*** Given text ***

Vacuolar protein sorting 35 (Vps35) is a component of the retromer complex and plays a role for vesicular trafficking. LRRK2 is a member of the leucine-rich repeat kinase family, which is involved in endosomal trafficking. It has been found that mutations in Vps35 and LRRK2 are linked to autosomal dominant forms of Parkinson's disease. However, how the mutations of Vps35 and LRRK2 affect the neuronal functions and survival are largely unknown. In this study, we examined the effects of Drosophila Vps35 (dVps35) loss-of-function and its pathogenic mutation in the presence or absence of a Drosophila LRRK2 homolog dLRRK using Drosophila.
Ectopic expression of both dVps35 wild-type (WT) and its pathogenic mutant dVps35 D647N in the central dopaminergic (DA) neurons did not lead to loss of neurons whereas ubiquitous expression of dVps35 D647N in the vps35 heterozygous genetic background mildly reduced lifespan. Removal of one copy of the dVps35 gene caused abnormal sleep and locomotor behaviors, which were completely rescued by the expression of dVps35 WT but not D645N mutant. Abnormal synaptogenesis in the larval synaptic neuromuscular junction was observed by motoneuron-specific inactivation of dVps35. Spontaneous dopamine release of adult DA neurons was enhanced by DA expression of dVps35 WT while dVps35 D645N did not affect it.

*** End of Given text ***

Apply what you read:
(a) Please retype the Vps35 abstract, starting with the words "Vacuolar protein sorting" and stopping after the words "dLRRK using Drosophila.".
(b) Write a continuation of the Vps35 abstract, picking up after its last sentence.

*** Records ***

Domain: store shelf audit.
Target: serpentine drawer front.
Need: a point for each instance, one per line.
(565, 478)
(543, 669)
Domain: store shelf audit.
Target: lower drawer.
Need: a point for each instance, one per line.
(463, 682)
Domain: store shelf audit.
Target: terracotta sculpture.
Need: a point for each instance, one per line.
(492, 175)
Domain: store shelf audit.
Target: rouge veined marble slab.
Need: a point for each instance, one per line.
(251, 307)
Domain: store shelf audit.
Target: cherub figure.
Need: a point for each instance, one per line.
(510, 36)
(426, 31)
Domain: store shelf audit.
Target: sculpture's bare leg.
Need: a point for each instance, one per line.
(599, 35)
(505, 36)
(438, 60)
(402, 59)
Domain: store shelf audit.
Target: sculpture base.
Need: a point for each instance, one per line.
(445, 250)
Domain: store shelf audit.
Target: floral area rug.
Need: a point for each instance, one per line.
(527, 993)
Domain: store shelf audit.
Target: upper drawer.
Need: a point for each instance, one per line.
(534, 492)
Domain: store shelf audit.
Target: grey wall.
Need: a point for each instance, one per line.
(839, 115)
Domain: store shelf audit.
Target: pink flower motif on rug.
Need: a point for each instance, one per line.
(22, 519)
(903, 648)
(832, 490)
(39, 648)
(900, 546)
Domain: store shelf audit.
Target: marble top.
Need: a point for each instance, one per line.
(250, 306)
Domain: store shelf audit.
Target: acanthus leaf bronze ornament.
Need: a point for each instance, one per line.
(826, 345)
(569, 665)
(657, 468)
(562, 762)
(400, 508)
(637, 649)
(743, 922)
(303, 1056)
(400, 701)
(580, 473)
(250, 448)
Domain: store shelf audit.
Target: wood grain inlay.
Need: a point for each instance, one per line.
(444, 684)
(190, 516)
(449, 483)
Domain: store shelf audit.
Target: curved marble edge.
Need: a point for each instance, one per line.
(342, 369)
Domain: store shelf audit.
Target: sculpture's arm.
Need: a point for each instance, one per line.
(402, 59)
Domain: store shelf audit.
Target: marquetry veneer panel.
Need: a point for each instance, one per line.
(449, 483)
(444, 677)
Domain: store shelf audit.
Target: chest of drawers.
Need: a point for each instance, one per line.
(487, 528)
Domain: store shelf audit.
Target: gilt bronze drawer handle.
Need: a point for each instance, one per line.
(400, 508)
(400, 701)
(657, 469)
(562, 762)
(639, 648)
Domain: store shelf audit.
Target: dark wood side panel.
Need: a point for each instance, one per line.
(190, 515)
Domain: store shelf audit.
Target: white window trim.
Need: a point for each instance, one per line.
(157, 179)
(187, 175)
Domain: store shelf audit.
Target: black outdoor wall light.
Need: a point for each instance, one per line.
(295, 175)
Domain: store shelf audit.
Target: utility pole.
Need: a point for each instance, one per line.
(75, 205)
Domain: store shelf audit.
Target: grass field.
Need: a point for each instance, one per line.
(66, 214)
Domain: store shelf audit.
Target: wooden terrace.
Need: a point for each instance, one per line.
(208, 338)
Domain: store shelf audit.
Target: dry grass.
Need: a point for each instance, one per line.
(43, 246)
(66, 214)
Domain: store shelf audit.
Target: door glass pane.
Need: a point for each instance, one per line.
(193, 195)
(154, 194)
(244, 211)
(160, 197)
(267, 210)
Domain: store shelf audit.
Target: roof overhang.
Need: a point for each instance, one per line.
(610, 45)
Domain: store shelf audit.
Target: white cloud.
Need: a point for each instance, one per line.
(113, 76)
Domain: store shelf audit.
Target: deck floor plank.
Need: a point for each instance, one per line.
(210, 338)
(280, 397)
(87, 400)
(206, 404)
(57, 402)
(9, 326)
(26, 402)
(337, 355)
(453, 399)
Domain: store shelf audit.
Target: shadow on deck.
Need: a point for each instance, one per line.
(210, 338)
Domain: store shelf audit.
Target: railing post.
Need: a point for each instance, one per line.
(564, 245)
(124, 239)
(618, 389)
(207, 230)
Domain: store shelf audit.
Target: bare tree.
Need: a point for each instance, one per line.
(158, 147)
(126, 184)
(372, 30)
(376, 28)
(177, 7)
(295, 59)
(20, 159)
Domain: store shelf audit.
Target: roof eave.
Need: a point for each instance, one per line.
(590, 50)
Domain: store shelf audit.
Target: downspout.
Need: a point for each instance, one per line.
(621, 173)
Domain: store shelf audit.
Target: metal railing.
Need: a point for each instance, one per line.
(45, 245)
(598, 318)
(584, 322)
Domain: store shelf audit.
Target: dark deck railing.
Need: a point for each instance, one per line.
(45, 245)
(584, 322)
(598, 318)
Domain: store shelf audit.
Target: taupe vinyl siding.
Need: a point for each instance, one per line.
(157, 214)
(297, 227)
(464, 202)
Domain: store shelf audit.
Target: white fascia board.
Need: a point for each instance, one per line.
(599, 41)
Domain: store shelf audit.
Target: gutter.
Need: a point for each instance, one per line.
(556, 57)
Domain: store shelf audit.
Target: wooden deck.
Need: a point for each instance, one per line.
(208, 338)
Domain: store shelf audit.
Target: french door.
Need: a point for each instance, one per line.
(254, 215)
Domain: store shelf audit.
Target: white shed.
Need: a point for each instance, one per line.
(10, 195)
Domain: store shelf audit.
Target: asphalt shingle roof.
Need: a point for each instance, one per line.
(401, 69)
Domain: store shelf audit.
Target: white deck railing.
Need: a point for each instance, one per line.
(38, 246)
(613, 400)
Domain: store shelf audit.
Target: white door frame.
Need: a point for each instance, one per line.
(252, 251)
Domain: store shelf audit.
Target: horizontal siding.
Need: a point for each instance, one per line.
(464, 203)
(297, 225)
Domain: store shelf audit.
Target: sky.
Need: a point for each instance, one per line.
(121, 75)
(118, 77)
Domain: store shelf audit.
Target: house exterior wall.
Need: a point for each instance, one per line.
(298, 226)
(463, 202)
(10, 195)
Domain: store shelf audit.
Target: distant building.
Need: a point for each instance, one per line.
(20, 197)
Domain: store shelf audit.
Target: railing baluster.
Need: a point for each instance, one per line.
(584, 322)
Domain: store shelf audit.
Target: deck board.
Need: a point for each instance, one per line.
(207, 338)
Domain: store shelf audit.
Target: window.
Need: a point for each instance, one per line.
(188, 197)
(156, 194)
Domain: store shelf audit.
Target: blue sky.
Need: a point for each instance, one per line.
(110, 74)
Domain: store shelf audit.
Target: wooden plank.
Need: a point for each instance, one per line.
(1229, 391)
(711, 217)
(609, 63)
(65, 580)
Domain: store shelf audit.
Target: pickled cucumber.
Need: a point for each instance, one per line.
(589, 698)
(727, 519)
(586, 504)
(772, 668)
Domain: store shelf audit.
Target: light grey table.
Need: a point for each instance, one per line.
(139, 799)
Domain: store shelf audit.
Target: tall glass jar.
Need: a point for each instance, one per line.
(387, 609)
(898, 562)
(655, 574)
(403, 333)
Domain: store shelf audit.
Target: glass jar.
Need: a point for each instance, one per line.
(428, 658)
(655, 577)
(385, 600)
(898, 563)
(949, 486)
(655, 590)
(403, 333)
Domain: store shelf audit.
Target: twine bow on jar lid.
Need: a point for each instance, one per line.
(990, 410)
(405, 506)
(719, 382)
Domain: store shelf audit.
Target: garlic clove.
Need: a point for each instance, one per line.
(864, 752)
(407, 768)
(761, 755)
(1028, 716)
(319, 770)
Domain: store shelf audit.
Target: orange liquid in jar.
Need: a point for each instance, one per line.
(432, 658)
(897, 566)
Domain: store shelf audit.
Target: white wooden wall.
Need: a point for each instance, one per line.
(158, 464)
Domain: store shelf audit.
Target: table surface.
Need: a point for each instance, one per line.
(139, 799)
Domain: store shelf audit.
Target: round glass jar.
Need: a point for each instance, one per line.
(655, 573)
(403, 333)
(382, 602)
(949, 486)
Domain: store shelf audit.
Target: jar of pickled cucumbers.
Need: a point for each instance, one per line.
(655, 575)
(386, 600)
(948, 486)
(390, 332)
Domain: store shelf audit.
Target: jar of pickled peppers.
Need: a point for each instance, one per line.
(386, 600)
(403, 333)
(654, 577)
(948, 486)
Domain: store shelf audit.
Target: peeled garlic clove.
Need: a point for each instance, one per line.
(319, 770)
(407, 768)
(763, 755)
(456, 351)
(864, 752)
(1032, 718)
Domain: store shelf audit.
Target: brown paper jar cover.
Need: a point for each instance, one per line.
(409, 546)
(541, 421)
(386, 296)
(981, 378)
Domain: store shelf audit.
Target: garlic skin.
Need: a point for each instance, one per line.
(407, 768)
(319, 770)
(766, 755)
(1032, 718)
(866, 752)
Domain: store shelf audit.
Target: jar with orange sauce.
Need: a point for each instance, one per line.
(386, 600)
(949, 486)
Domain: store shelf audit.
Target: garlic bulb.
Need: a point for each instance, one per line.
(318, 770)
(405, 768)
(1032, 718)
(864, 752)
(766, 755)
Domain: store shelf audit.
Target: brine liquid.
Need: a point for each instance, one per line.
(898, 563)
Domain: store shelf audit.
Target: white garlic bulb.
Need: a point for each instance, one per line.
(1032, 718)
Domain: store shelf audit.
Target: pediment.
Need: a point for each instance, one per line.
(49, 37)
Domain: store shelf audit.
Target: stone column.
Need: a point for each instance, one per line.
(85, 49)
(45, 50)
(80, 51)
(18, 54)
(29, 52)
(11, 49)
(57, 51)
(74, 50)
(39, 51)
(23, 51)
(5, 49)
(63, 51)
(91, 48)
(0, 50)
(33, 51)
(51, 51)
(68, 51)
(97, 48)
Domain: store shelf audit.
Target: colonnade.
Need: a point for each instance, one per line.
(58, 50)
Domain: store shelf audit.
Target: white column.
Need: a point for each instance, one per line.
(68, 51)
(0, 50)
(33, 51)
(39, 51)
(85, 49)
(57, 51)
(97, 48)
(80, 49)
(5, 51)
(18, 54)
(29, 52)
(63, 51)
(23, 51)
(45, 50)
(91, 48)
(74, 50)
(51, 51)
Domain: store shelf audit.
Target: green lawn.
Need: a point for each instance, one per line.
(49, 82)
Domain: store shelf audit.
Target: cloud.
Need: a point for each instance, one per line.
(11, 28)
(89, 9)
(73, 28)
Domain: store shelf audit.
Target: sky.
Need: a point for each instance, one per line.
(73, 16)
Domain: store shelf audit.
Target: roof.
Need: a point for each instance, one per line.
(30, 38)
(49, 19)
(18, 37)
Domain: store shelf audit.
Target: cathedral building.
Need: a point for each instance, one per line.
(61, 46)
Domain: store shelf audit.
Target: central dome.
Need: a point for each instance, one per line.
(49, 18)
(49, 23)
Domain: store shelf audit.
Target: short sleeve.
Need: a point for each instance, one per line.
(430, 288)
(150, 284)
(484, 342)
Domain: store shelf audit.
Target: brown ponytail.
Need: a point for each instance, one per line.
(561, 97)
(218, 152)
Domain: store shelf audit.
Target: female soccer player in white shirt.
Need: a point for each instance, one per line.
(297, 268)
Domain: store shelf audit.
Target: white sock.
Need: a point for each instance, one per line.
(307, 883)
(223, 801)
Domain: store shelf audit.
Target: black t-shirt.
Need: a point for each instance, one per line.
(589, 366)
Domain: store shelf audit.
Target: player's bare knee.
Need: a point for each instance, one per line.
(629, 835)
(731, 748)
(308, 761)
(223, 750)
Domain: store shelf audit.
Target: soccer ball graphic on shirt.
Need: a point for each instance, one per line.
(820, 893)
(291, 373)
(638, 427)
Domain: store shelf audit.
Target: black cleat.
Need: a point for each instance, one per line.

*** End of Records ***

Answer list:
(a)
Vacuolar protein sorting 35 (Vps35) is a component of the retromer complex and plays a role for vesicular trafficking. LRRK2 is a member of the leucine-rich repeat kinase family, which is involved in endosomal trafficking. It has been found that mutations in Vps35 and LRRK2 are linked to autosomal dominant forms of Parkinson's disease. However, how the mutations of Vps35 and LRRK2 affect the neuronal functions and survival are largely unknown. In this study, we examined the effects of Drosophila Vps35 (dVps35) loss-of-function and its pathogenic mutation in the presence or absence of a Drosophila LRRK2 homolog dLRRK using Drosophila.

(b)
We further found that a genetic interaction between dvps35 and dLRRK in Drosophila. Loss of dLRRK activity exacerbated defects of wing morphogenesis and abnormal synaptogenesis by dVps35 knockdown. The amounts of dopamine in the adult brain tissues increased by suppression of both dVps35 and dLRRK activities.
Our results suggest that the etiologies of PD linked to Vps35 and LRRK2 converge with disturbance of the vesicular trafficking in neurons.